Reading passage:
+---+

31.03.2011, 18:24, "Martin Sustrik" <[email protected]>:
>
> What you are speaking of is the former case -- overall optimisation of
> allocation. 

OK, let's leave that alone :)

>
>>  BTW, if we discussing features for 3.0. I'd like to propose few things.
>>
>>  1. Have you considered implementing devices inside the IO thread?
>>      I'm sure it's controversal, but there are lots of cases where
>>     devices are unavoidable, but adding a tens of context switches
>>     for each message affects performance very negatively (we have
>>     a recv call on each zmq_recv and each zmq_send of single
>>     message part).
>
> Yes, I wanted to do that when I started with devices, then I realised
> it's not really possible. The problem is that there are multiple
> frontend and multiple backend peers. Session for each of them can be
> running in a different I/O thread. The device would have to choose one
> of those threads to run in. Consequently, it would still need context
> switches to communicate with the other peers.

Well It still needs twice as lower of context switches. And it would be
normal for me if the device would stick all it's sessions to a single
I/O thread. When it becomes a bottleneck I can add another device on
another port and connect it to the same clients, at least for use cases
where I've used zeromq for.

But probably I should stop this bikeshed until (and if) I'll find a time
to make some tests. I know it would complicate things a lot so the
reason must be really clear.

> The reliability problem is an extremely complex one. If you don't want
> to loose messages, you start with explicit ACKing. Then you have to
> time-out a particular connection (heartbeats?) and push unacked messages
> back to the shared queue. Then you have to deal with messaged delivered
> twice. Then you have to solve the message re-ordering problem. Then you
> have to couple receiving a message and processing into a single atomic
> transaction. Same on the send side. Then you want multiple send/recv
> operations in a single transaction. If the processing involves any other
> resource you want to add the resource (scuch as DB) into the
> transaction. That means using distributed transactions. So you try to
> implement XA. Most probably you'll get definitely lost somewhere close
> to heuristic commits in 2PC model.
>

Your description is great as always :)

> I would say the question is how can we improve reliability of 0mq (NB:
> not make it perfect, just improve it) without dragging all this madness in.

That was exacly my intention. May be I've not clear about that. I'm thinking
about API similar to posix shutdown. First we call:

zmq_shutdown(sock, SHUT_RD)

Zeromq should immediately close bound sockets, but leave connections
open. Then it should forward this message to peers. They should stop
adding messages to pipe which is shutting down. It's ok, if messages
that are already on the pipe will be delivered. Then it must send a
sentinel message. When issuer gots sentinel it closes underlying socket
if it's unidirectional and return ENOTCONN (or whatever error we choose).
Then application processes all messages and closes socket with
zmq_close().

+---+

Job 1: In the listing below, duplicate the lines beginning at the one that contains "Where can you spot the dark curly" and ending after the one that contains "[[333, 259]]", leaving out any picture.

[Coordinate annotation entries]
+---+

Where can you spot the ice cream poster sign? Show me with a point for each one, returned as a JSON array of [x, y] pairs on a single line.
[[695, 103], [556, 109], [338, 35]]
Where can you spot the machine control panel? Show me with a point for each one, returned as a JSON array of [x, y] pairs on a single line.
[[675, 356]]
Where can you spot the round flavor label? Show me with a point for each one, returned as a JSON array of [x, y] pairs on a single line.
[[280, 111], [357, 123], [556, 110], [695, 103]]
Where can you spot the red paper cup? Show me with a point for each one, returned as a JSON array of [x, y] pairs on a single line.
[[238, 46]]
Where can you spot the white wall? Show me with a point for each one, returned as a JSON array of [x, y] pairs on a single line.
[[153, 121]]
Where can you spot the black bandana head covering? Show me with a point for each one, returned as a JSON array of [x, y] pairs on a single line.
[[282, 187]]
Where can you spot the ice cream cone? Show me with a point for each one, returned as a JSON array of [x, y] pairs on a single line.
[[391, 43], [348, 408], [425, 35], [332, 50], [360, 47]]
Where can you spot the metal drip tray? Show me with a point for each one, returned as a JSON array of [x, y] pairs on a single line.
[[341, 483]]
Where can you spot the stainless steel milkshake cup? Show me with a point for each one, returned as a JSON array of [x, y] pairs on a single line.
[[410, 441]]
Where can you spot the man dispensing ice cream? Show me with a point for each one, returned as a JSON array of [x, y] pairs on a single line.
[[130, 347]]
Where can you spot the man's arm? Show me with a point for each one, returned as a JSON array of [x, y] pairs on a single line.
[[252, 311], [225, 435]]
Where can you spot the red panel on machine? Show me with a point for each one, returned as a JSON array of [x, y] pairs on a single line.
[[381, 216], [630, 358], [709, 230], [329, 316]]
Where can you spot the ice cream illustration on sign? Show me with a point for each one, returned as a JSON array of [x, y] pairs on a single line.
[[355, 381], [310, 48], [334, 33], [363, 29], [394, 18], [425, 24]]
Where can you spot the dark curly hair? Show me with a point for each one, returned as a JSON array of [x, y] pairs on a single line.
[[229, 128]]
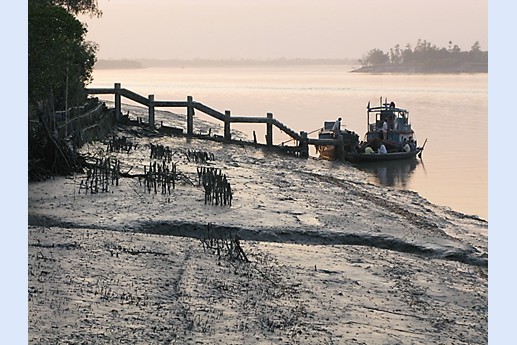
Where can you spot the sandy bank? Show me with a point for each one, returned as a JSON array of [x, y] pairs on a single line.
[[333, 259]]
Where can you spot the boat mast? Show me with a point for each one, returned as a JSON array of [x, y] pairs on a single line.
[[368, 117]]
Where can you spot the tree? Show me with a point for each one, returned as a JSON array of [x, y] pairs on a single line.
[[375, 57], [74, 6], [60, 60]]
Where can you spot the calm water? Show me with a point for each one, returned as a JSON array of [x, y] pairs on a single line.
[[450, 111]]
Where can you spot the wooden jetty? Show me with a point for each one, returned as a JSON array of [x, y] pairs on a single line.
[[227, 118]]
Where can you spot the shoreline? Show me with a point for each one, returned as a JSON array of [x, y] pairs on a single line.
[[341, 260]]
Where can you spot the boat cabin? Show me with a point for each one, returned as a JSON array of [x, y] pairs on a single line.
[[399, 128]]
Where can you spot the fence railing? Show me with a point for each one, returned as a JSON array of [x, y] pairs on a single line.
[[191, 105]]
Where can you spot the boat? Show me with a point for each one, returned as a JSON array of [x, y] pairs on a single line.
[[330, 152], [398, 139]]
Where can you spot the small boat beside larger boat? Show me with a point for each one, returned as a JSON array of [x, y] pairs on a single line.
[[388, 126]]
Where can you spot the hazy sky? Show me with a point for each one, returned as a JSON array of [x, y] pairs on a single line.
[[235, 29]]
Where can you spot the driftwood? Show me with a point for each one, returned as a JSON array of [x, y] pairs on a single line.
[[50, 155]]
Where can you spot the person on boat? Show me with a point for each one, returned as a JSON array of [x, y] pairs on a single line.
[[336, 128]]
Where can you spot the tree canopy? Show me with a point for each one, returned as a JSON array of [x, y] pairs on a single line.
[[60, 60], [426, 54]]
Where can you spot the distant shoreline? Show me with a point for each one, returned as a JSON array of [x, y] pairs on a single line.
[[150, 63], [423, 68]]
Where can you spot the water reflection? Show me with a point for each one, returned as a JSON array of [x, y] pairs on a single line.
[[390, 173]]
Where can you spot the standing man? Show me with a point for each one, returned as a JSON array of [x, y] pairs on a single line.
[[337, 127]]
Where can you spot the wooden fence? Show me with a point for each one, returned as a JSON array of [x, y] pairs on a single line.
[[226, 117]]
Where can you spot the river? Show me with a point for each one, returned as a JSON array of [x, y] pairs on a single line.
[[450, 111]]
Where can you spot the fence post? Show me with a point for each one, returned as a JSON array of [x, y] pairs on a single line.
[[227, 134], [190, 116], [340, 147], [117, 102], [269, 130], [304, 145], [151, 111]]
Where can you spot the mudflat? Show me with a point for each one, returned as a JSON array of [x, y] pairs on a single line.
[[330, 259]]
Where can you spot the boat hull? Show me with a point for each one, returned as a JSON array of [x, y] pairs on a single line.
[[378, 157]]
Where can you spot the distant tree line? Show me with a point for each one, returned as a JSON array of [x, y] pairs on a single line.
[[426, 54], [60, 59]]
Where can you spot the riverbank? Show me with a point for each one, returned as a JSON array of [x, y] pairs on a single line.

+---+

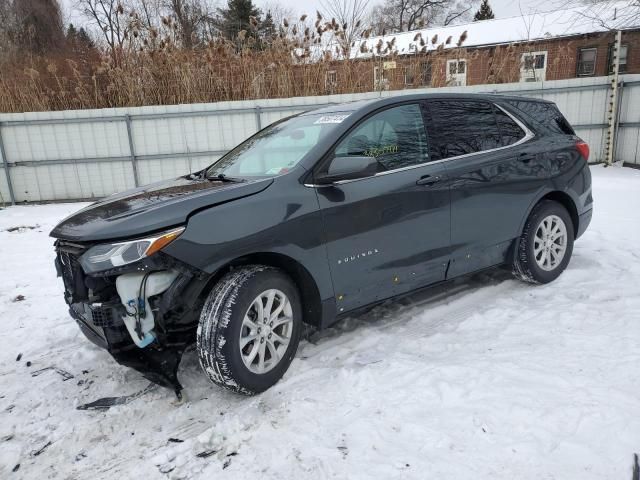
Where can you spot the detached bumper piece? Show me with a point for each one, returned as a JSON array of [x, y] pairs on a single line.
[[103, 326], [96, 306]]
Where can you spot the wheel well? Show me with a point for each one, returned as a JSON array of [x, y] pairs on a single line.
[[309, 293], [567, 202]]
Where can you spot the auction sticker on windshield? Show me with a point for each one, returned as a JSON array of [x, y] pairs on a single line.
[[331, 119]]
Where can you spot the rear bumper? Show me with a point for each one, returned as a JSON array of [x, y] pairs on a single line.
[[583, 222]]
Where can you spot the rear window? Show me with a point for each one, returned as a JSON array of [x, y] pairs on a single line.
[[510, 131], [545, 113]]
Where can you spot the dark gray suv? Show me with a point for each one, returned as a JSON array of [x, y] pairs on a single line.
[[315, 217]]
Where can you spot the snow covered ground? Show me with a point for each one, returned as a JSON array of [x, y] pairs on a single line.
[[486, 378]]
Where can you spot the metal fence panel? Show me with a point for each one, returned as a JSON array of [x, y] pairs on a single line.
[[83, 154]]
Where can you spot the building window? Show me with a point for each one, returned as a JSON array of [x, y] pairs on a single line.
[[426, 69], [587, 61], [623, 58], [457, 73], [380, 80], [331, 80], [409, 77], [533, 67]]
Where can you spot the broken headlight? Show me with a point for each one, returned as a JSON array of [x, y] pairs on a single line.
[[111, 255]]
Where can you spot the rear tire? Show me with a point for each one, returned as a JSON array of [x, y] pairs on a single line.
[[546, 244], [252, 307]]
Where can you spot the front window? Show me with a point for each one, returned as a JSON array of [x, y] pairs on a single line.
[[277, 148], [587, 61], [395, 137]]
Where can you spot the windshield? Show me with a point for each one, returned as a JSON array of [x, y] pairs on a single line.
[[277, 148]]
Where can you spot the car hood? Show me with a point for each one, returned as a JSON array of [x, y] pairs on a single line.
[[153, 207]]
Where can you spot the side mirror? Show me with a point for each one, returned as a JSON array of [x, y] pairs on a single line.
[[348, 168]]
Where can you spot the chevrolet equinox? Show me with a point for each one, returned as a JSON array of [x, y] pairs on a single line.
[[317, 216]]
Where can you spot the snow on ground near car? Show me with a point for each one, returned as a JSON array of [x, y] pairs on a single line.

+---+

Job 2: From the zeromq email above, set down the passage that begins at the words "Your description is" and stops after the words "this madness in.".

Right answer 1:
Where can you spot the dark curly hair? Show me with a point for each one, returned as a JSON array of [x, y] pairs on a single line.
[[229, 128]]
Where can you spot the sandy bank? Show me with a point for each one, returned as a JSON array of [x, y] pairs on a single line.
[[333, 259]]

Right answer 2:
Your description is great as always :)

> I would say the question is how can we improve reliability of 0mq (NB:
> not make it perfect, just improve it) without dragging all this madness in.